Your goal » Reproduce the text of the material below word for word, covering all of it. Leave the pictures out of your answer.

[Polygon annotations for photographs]
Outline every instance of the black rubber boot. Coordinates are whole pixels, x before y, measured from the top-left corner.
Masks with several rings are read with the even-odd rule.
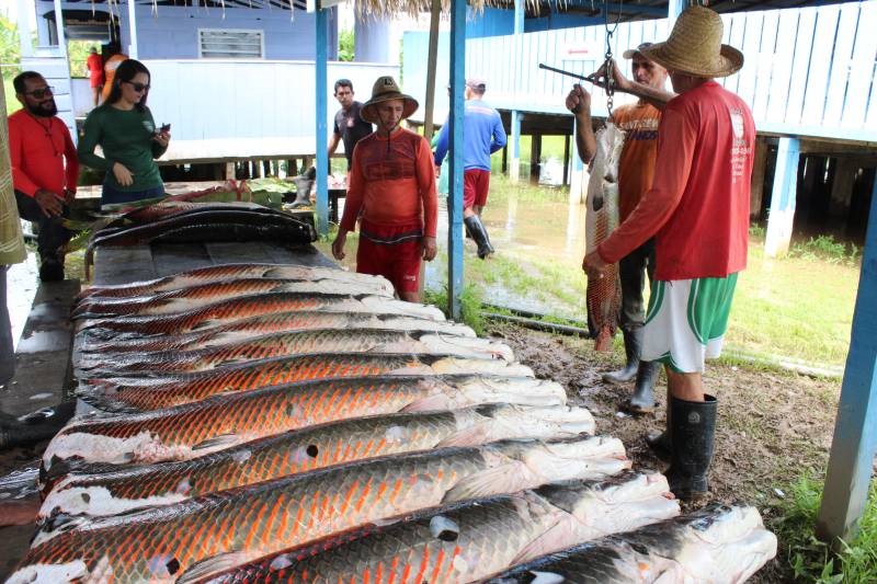
[[[466,224],[466,228],[478,244],[478,257],[483,260],[493,253],[493,245],[490,244],[490,238],[487,236],[487,229],[485,229],[481,218],[472,215],[471,217],[464,217],[463,222]]]
[[[635,414],[647,414],[654,411],[654,380],[661,364],[654,360],[639,362],[637,382],[630,397],[628,411]]]
[[[603,380],[607,383],[627,383],[637,376],[639,355],[642,351],[642,327],[637,327],[633,331],[622,331],[622,334],[627,364],[616,371],[603,374]]]
[[[670,398],[673,456],[664,474],[670,490],[683,501],[696,501],[709,492],[707,474],[713,461],[718,402],[713,396],[704,396],[704,399],[706,401]]]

Written solution »
Outline every instance of the black rubber boot. Coordinates are whole pixels, x before y, measured from the top-left corner.
Masks with several rings are read with the even-odd rule.
[[[466,224],[466,228],[478,244],[478,257],[483,260],[493,253],[493,245],[490,244],[490,238],[487,236],[487,229],[485,229],[481,218],[472,215],[471,217],[464,217],[463,222]]]
[[[635,414],[647,414],[654,411],[654,380],[661,364],[654,360],[639,362],[637,382],[630,397],[628,411]]]
[[[603,380],[607,383],[627,383],[637,376],[639,355],[642,351],[642,327],[637,327],[633,331],[622,331],[622,334],[627,364],[616,371],[603,374]]]
[[[670,398],[673,456],[664,474],[670,490],[683,501],[696,501],[709,492],[707,474],[713,461],[718,402],[713,396],[704,396],[704,399],[706,401]]]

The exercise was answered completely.